DATA FOR THE TASK:
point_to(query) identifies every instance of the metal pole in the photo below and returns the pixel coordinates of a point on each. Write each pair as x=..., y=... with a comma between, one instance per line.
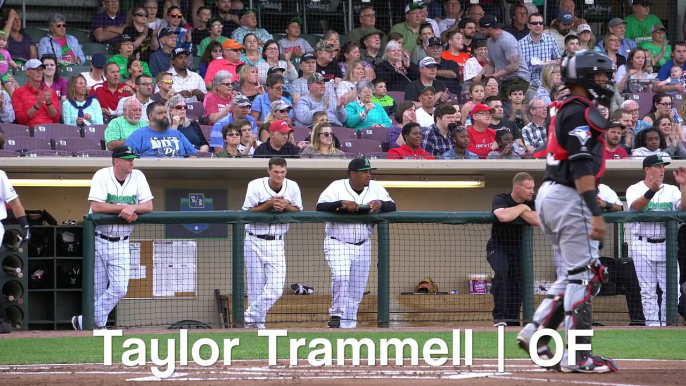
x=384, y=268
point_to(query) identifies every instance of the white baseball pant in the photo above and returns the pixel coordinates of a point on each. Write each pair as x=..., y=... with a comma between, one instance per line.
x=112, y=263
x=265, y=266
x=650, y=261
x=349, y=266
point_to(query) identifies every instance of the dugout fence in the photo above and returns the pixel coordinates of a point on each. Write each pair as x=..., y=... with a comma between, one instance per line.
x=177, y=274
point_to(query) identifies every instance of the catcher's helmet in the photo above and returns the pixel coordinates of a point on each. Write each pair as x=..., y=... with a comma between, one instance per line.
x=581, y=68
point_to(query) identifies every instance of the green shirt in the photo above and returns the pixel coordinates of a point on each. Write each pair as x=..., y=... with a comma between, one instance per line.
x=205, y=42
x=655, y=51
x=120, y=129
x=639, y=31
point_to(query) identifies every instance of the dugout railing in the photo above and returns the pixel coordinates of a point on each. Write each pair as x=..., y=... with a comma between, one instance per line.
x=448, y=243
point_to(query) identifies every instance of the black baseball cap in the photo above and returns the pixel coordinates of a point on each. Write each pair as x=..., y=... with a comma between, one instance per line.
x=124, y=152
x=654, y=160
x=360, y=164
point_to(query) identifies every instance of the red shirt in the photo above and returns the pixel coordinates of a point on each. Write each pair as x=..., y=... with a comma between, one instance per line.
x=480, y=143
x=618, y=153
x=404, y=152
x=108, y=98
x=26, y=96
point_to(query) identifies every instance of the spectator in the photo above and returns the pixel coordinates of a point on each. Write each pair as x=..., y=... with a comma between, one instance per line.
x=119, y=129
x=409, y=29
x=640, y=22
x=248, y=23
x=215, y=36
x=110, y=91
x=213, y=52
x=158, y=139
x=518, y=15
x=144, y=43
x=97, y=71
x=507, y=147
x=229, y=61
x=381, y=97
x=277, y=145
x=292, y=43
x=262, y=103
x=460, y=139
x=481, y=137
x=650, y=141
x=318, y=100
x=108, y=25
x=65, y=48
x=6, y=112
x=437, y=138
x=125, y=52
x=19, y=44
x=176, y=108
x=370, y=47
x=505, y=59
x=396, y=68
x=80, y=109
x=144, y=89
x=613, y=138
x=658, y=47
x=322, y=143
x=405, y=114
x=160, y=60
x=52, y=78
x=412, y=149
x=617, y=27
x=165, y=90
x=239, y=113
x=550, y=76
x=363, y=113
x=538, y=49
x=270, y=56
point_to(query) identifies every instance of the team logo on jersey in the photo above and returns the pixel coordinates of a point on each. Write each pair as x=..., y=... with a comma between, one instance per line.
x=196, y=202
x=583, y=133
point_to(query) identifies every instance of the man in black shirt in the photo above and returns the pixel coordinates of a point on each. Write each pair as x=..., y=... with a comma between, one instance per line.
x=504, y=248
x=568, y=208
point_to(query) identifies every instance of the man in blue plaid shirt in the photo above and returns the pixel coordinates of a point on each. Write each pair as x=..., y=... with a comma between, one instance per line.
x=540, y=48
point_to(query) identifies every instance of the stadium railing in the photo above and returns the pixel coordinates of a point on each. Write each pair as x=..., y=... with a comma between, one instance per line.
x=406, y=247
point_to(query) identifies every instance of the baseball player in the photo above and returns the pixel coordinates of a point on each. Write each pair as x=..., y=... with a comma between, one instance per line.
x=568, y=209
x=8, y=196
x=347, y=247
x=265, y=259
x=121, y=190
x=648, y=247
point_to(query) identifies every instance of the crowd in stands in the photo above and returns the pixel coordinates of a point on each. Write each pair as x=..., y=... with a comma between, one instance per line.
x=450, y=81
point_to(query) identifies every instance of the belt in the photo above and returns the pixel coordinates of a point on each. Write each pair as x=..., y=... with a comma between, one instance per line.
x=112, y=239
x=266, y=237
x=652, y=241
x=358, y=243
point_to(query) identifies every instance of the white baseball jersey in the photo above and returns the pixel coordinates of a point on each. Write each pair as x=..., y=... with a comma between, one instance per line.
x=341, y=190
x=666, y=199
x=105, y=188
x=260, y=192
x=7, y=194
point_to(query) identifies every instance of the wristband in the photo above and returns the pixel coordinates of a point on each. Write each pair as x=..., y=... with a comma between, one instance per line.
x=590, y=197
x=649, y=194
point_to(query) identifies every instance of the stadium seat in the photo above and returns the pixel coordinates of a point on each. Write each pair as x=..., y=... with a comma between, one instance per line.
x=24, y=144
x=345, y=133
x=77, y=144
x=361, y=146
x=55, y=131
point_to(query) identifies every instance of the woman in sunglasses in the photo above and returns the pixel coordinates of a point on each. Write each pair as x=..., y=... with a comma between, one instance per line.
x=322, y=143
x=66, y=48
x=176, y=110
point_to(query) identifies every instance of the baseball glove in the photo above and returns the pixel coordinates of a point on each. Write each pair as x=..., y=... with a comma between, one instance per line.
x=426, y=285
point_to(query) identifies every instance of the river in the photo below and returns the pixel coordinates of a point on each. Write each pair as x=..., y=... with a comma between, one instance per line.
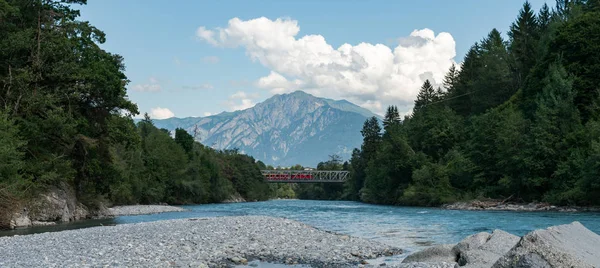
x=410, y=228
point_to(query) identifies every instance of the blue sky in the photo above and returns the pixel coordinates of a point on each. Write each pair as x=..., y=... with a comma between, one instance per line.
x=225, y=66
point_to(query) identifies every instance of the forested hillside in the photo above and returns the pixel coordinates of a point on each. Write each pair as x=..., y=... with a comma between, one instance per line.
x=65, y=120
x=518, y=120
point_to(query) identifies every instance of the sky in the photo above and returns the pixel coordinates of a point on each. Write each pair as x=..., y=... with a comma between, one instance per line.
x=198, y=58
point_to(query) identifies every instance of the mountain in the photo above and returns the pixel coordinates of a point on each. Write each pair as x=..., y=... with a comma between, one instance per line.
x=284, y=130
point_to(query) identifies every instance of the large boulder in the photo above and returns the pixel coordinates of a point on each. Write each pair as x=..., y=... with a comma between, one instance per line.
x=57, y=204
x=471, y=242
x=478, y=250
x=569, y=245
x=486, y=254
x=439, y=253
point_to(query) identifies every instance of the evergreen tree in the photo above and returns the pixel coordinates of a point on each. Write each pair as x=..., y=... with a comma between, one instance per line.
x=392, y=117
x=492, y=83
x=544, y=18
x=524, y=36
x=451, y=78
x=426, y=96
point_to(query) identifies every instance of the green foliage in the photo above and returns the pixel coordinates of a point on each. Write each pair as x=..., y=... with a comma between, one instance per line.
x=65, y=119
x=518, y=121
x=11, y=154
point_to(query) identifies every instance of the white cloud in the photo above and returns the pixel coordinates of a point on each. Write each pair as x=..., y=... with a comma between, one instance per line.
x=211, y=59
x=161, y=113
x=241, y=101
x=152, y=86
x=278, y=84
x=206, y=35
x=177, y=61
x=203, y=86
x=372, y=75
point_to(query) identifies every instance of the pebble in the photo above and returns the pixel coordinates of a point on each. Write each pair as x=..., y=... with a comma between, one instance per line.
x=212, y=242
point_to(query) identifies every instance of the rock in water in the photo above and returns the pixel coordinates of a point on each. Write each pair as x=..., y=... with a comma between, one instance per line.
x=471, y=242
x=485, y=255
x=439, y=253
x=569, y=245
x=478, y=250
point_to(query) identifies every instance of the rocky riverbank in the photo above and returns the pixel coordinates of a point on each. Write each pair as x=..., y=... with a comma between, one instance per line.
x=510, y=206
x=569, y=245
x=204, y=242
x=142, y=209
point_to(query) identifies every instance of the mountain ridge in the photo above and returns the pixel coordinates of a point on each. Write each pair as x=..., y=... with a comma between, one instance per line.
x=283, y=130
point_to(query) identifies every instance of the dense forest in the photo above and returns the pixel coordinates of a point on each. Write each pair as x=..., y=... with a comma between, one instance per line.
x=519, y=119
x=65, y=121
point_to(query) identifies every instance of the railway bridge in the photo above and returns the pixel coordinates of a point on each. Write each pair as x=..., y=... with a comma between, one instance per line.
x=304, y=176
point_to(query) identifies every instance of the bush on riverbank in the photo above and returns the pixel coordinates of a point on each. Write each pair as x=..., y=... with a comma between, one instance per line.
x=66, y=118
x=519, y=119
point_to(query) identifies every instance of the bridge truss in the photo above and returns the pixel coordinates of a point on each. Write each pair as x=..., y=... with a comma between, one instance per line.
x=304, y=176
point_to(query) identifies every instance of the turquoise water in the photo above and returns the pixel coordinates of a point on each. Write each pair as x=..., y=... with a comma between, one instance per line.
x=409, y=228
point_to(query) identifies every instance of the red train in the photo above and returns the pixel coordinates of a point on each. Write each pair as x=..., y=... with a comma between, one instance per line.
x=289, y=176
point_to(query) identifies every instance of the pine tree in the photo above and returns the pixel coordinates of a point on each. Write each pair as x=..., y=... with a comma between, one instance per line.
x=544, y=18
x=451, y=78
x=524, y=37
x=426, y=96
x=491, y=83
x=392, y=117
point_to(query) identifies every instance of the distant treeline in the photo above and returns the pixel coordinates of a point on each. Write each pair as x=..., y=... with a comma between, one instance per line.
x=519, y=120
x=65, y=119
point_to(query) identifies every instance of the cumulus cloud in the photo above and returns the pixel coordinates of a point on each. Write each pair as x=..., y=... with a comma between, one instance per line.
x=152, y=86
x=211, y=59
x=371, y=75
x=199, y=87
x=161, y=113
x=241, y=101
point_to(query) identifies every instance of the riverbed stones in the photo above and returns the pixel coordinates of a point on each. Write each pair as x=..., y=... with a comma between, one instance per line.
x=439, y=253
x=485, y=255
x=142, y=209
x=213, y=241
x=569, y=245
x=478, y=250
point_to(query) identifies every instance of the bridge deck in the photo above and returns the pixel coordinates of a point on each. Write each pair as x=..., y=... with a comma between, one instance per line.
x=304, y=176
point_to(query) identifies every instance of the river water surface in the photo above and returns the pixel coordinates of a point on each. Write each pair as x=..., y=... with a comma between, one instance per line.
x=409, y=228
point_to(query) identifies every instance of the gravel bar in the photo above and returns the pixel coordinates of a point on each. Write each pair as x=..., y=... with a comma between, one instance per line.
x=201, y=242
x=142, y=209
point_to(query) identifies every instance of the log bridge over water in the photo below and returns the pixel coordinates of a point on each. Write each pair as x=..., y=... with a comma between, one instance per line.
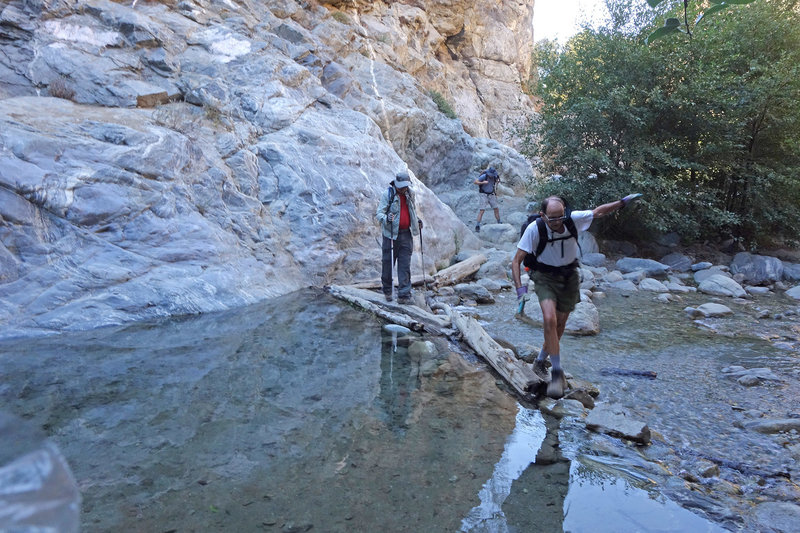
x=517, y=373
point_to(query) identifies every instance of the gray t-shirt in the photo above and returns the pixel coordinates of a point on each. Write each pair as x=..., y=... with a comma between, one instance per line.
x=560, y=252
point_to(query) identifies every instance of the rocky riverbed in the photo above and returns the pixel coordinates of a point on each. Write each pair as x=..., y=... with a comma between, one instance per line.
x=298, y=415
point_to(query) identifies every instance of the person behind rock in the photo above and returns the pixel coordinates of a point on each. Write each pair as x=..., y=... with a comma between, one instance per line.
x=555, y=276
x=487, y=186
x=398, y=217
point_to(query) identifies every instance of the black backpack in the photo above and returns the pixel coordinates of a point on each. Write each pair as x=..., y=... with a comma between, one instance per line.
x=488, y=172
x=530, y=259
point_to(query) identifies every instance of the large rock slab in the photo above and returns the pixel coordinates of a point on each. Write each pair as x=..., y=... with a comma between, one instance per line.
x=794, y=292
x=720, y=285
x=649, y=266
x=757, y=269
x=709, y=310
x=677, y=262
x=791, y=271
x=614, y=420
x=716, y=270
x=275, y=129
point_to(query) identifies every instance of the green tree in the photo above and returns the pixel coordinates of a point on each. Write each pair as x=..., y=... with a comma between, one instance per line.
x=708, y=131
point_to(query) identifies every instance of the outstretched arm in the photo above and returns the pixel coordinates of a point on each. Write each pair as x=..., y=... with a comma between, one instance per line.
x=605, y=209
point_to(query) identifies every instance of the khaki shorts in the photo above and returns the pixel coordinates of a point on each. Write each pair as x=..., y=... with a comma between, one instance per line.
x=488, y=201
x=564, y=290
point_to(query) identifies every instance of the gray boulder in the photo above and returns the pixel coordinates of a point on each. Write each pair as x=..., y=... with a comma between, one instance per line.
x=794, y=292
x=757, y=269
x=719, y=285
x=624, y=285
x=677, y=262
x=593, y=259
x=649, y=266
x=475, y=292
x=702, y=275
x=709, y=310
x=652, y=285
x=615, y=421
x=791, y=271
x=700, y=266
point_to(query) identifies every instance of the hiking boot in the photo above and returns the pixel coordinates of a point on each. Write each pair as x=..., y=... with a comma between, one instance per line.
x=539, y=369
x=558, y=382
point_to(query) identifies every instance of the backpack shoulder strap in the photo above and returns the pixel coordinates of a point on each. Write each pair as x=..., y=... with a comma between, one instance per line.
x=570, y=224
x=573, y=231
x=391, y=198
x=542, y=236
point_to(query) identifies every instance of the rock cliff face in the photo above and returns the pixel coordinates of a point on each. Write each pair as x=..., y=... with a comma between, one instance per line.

YOUR OBJECTIVE: Output the stretch from the start of the records through the line containing "x=349, y=266" as a Markdown table with the columns No. and Line, one numbered row per line. Skip blank lines and leave the pictures out.

SOLUTION TO THIS TASK:
| No. | Line |
|---|---|
| 1 | point_to(query) identifies every instance of the metal pole in the photo below and returns the pixel coordinates of a point on each. Write each pair as x=..., y=... with a comma between, one instance per line. |
| 2 | x=384, y=268 |
| 3 | point_to(query) identifies every instance of the white baseball pant in the photo above and returns the pixel coordinates of a point on each. Write each pair as x=..., y=... with a comma between, one instance per line. |
| 4 | x=112, y=263 |
| 5 | x=265, y=266 |
| 6 | x=650, y=261 |
| 7 | x=349, y=266 |